Copy the entries below exactly. Images do not belong in the copy.

◆ ◆ ◆ ◆

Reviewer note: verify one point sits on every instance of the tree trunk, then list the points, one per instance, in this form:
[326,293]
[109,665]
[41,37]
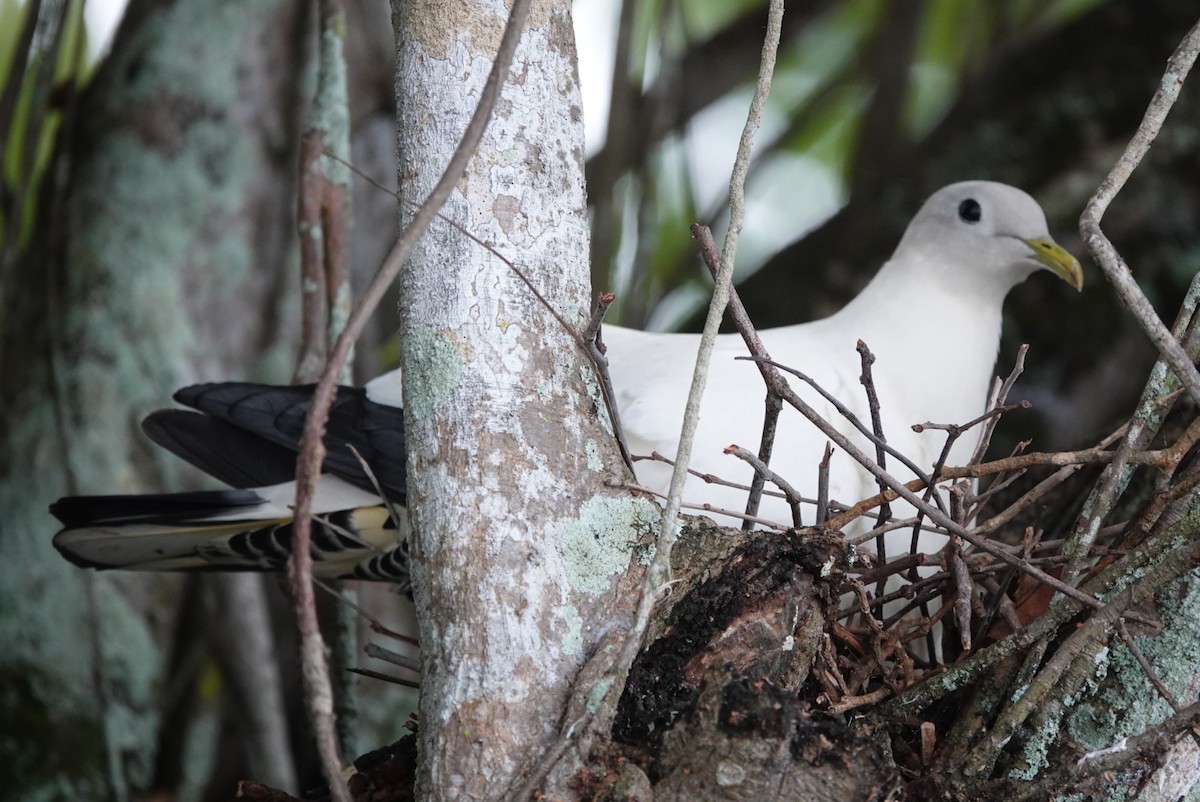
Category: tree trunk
[522,556]
[165,262]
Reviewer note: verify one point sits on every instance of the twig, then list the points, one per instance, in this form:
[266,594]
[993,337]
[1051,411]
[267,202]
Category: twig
[1147,669]
[702,508]
[771,377]
[385,677]
[844,411]
[1006,387]
[323,222]
[395,658]
[1103,251]
[873,404]
[311,447]
[790,492]
[823,485]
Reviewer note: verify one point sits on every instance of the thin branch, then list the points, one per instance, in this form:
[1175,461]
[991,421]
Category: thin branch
[1103,251]
[790,492]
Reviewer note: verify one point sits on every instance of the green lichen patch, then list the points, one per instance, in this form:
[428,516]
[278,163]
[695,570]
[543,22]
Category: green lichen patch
[604,538]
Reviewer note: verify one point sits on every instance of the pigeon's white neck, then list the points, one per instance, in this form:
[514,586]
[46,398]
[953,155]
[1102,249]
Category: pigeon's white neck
[951,333]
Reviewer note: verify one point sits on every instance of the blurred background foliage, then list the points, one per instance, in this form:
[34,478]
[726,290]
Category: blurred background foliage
[875,105]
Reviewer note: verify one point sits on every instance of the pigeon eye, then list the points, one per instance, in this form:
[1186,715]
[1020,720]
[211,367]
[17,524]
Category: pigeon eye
[970,211]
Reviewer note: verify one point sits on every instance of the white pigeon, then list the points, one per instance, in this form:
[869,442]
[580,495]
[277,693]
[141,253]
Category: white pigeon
[931,316]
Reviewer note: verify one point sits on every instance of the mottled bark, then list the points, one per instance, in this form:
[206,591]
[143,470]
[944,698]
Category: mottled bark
[162,262]
[523,558]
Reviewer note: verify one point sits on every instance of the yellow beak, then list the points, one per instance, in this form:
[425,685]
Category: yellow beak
[1057,261]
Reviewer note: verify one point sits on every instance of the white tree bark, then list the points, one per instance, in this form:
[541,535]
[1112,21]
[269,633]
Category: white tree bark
[521,551]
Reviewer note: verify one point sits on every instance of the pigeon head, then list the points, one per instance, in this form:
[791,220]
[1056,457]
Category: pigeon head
[987,233]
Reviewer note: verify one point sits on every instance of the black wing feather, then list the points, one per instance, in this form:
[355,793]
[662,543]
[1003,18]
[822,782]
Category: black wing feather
[276,413]
[157,508]
[235,456]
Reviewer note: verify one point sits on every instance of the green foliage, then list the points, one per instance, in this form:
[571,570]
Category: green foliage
[823,83]
[55,66]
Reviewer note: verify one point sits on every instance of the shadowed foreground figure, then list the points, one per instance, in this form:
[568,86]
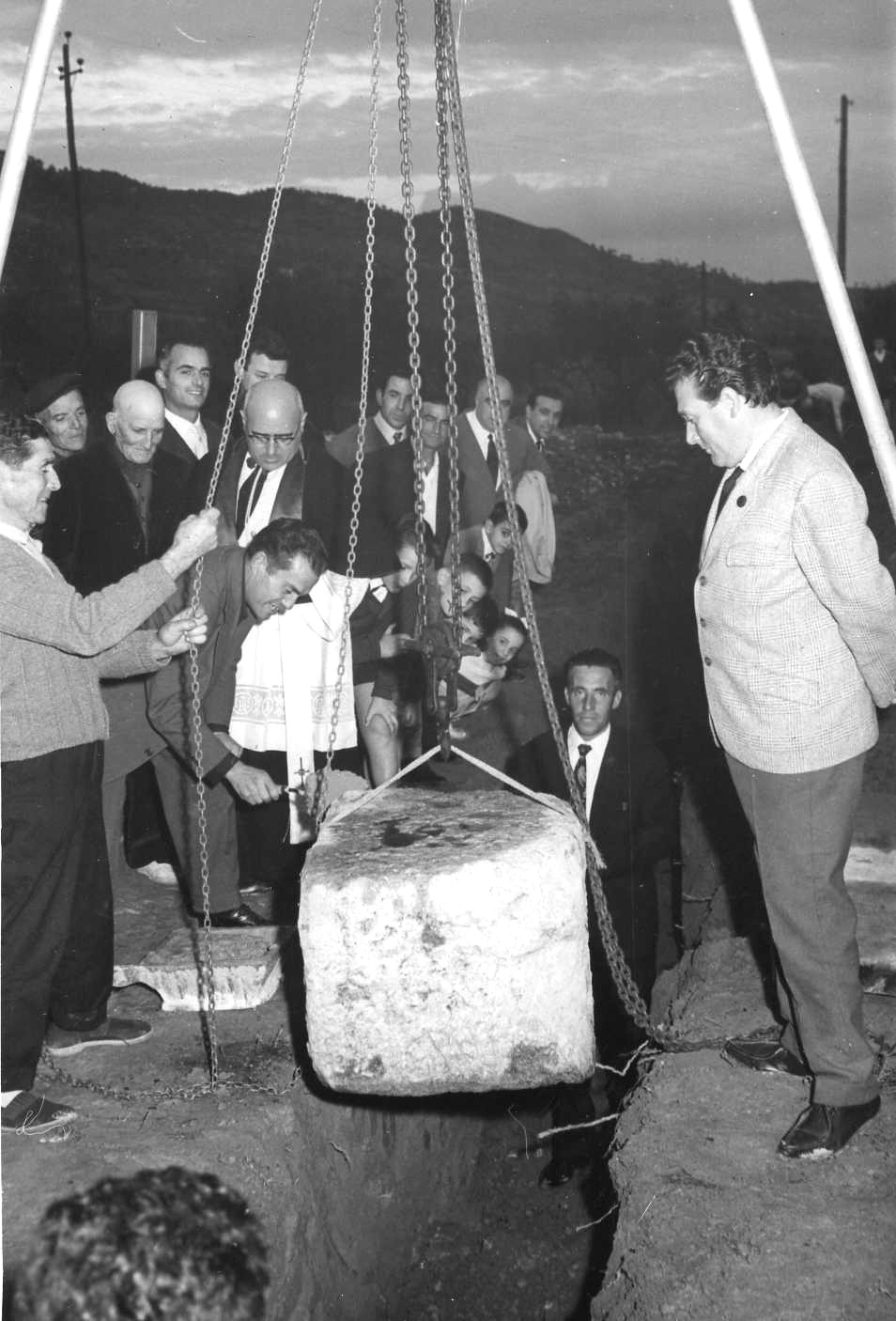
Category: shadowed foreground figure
[163,1243]
[796,620]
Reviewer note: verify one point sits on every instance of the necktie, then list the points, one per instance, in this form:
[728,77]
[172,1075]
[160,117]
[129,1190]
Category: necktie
[580,770]
[491,458]
[727,487]
[247,497]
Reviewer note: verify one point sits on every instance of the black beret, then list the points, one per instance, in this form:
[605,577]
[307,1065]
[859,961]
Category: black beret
[45,393]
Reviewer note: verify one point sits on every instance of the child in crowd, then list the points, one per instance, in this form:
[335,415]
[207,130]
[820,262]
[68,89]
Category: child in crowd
[492,542]
[481,676]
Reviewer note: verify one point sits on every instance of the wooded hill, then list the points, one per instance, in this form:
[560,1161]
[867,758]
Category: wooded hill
[595,319]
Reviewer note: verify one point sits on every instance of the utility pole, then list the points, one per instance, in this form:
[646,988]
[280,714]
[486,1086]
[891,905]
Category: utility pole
[66,74]
[841,197]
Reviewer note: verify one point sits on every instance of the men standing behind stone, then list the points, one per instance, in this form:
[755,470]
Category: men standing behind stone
[57,897]
[267,360]
[117,509]
[544,412]
[58,406]
[797,627]
[478,453]
[239,589]
[280,468]
[388,478]
[628,802]
[183,377]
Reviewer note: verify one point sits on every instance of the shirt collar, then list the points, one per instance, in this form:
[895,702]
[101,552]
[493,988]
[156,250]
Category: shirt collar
[765,435]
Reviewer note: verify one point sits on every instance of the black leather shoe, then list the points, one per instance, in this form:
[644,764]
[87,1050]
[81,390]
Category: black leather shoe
[823,1129]
[560,1170]
[241,916]
[765,1056]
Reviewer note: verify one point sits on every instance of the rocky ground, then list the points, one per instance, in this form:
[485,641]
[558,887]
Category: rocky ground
[697,1144]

◆ ◆ ◆ ◆

- **RESULT BELOW**
Reviewer note: verify one point sits on every instance of the tree trunk, then list the points, one per instance, in this form:
[326,293]
[109,665]
[41,37]
Category: tree trunk
[522,556]
[165,262]
Reviewer note: verify one point sits on every instance of the twig, then list the points, one per instance, in this form:
[266,594]
[993,337]
[1051,411]
[267,202]
Category: twig
[1147,669]
[702,508]
[771,377]
[385,677]
[844,411]
[1006,387]
[323,222]
[395,658]
[1103,251]
[873,404]
[311,447]
[790,492]
[823,485]
Reviewer note: verify one point sits on every instance of the thin branch, then list the points, one per instance, in this form:
[1175,461]
[991,421]
Category: thin branch
[1103,251]
[790,492]
Reviewer note: verify one point sits on every instance of the green lichen patch, then list the points, one per instance, in this form:
[428,516]
[278,163]
[695,570]
[543,22]
Category: green lichen patch
[604,538]
Reviewer note: verify one point sits on every instance of the pigeon's white neck, then list the points, one per instance, in this form:
[514,586]
[46,398]
[953,155]
[1102,249]
Category: pigeon's white neck
[951,333]
Reviewer note: verify one point sits on every instance of the blurred background foliage, then list the points, one per instance, in this form:
[34,478]
[726,290]
Category: blurred background foliage
[875,105]
Reviewer note: verify one point sits on every instance of the pigeon eye, then list the points, one per instance, in this form:
[1186,715]
[1020,720]
[211,367]
[17,524]
Category: pigeon eye
[970,211]
Reviewer note: verify one point sits on every instance of the white pigeon, then list the points, one per instance, in this form:
[869,442]
[580,495]
[277,693]
[141,253]
Category: white pigeon
[931,316]
Reviewer note: verify one point sits on every instance of the mottled bark, then list the points, one per instance, in this form:
[206,591]
[143,470]
[944,698]
Category: mottled bark
[162,262]
[523,558]
Reviewer note: verify one point sits on every instance of the yellow beak, then list the points, one per instance, in this form:
[425,685]
Category: yellow beak
[1057,261]
Reviewer note: verify one point sits on every instance of the white tree bark, then list the points, one per instance, in this form:
[541,535]
[1112,21]
[269,633]
Category: white tree bark
[521,551]
Reviewer note: verify one point sits on every instance of the pigeon head, then list the points, one per instance, in this form:
[791,220]
[1056,457]
Category: pigeon head
[987,233]
Reviewer note: verify one point sits on every instance of the black wing feather, then list the points, one per instance, in this form:
[355,793]
[662,543]
[1003,18]
[822,782]
Category: black wing feather
[276,413]
[157,508]
[235,456]
Reviewer note: verify one point sits on every instance of the green foliage, then list the points, one per instance, in this form:
[571,570]
Category: green foliage
[823,83]
[55,66]
Reviewer note: verify one point sits on every instance of the shadowed foreground figure, then list the points, one per instance, in this form:
[568,86]
Category: shadowed foreground figure
[163,1243]
[796,620]
Reviewer note: verify one point sits on every instance of the necktie, then list the points, one per instance, in this form:
[728,77]
[172,1075]
[160,117]
[129,1190]
Category: necktie
[580,770]
[491,458]
[727,487]
[247,497]
Reviewer note: verify one point sits on every instance of the black beret, then list the points, one per instance, in this form:
[605,577]
[307,1065]
[859,961]
Category: black beret
[45,393]
Reviewer note: verify one point sits on every instance of the child in crowd, then list the points, one per instance, in this form:
[335,415]
[207,130]
[820,262]
[68,89]
Category: child in crowd
[492,542]
[481,676]
Reviewer note: verify one point sits on every instance of the wooded hill, then list the points, one per instance, in this form:
[560,1161]
[867,758]
Category: wooded hill
[595,319]
Reviewer note: verify one point sits on every instance of the utility pole, then list the points, one per instance, in this form:
[646,988]
[280,714]
[486,1086]
[891,905]
Category: utility pole
[66,74]
[841,197]
Reviewer note: verify one point sits on every instance of the men standing behind stone, then list the points, one per instance, in this form:
[755,470]
Category: men standing behind stone
[57,897]
[267,360]
[117,509]
[544,412]
[58,406]
[797,627]
[478,453]
[239,589]
[280,468]
[388,478]
[628,802]
[183,377]
Reviewer note: verify one point sits on every instance of the shirt collar, then list the points, one per instance, in this form:
[895,702]
[101,552]
[493,988]
[156,250]
Category: shirt collar
[765,435]
Reviewer note: verify one point sits on every instance of the black leather shoe, then list the points, one per instance, in this form:
[644,764]
[87,1050]
[81,390]
Category: black leather shoe
[823,1129]
[560,1170]
[241,916]
[765,1056]
Reviewer note: verify one point sits on every instance of the rocky ground, then list the points, one per instance, in this form:
[485,641]
[558,887]
Category: rocky ground
[697,1144]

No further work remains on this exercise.